* BEGIN GIVEN INFORMATION *

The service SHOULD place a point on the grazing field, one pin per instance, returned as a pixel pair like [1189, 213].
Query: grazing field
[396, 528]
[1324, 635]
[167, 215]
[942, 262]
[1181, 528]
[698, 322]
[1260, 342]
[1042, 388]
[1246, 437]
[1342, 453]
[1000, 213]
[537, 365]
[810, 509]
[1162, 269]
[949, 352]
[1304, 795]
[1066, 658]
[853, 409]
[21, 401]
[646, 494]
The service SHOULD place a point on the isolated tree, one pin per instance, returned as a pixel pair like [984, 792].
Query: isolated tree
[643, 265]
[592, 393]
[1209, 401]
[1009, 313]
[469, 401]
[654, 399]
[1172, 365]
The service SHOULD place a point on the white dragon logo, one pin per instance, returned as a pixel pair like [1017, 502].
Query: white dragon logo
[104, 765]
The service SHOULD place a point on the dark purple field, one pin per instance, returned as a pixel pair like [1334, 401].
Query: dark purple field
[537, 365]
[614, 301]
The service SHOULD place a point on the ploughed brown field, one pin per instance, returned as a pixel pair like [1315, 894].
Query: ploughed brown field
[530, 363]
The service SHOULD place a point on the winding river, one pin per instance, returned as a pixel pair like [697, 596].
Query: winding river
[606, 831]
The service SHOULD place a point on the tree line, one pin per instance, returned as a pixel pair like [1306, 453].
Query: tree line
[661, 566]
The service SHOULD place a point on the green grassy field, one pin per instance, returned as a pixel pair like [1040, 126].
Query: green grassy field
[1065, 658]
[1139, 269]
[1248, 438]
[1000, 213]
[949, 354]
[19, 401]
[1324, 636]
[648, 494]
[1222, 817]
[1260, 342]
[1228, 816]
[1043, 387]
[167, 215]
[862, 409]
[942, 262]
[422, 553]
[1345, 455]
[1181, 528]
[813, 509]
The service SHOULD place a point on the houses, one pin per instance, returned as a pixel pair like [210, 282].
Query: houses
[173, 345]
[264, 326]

* END GIVEN INFORMATION *

→ EXERCISE DESCRIPTION
Write the whole listing out again. Keep every line exactly as it is.

→ ANSWER TO THIS EXERCISE
The service SHOULD place a point on the grazing field, one pin per instance, returned as a pixel pair like [1189, 213].
Query: grazing field
[396, 528]
[1324, 635]
[167, 215]
[942, 262]
[1181, 528]
[698, 322]
[1260, 342]
[1042, 388]
[1246, 437]
[1342, 453]
[1000, 213]
[537, 365]
[810, 509]
[1162, 269]
[949, 352]
[1304, 795]
[1066, 658]
[853, 409]
[21, 401]
[646, 494]
The service SHOULD place a point on the isolated tree, one pin per instance, returned as a pixel pair like [984, 792].
Query: isolated tree
[643, 265]
[592, 393]
[1209, 401]
[1009, 313]
[469, 401]
[654, 399]
[1172, 365]
The service SHOULD place a point on the white dragon logo, one pin per instance, returned as a pixel pair like [1017, 502].
Query: white dragon logo
[104, 765]
The service SHOULD place a point on the dark purple field, one pin per instance, returned as a pixel pair like [1334, 401].
Query: dark purple field
[537, 365]
[614, 301]
The service SHOULD place a point on the ploughed brown field, one pin per instance, returned as a pixel pair like [1315, 894].
Query: ploughed brown field
[530, 363]
The service SHOULD place a point on the winding river, one pin per instance, returned as a pixel pair like [697, 596].
Query: winding river
[606, 831]
The service SHOULD place a point on the tree line, one pin per instance, returned as a pixel pair like [1306, 453].
Query: tree line
[661, 566]
The service SHOULD place a point on the green grassy field, one pin per instance, returned as a pixel pair like [1040, 126].
Query: green grassy field
[1065, 658]
[1139, 269]
[1248, 438]
[1000, 213]
[949, 354]
[19, 401]
[1324, 636]
[648, 494]
[1222, 817]
[1260, 342]
[1228, 816]
[1043, 387]
[167, 215]
[862, 409]
[942, 262]
[422, 553]
[1345, 455]
[1181, 528]
[813, 509]
The service SHOULD place a point on the houses, one pin per instance, returned as a pixel pair like [210, 282].
Query: houses
[173, 345]
[264, 326]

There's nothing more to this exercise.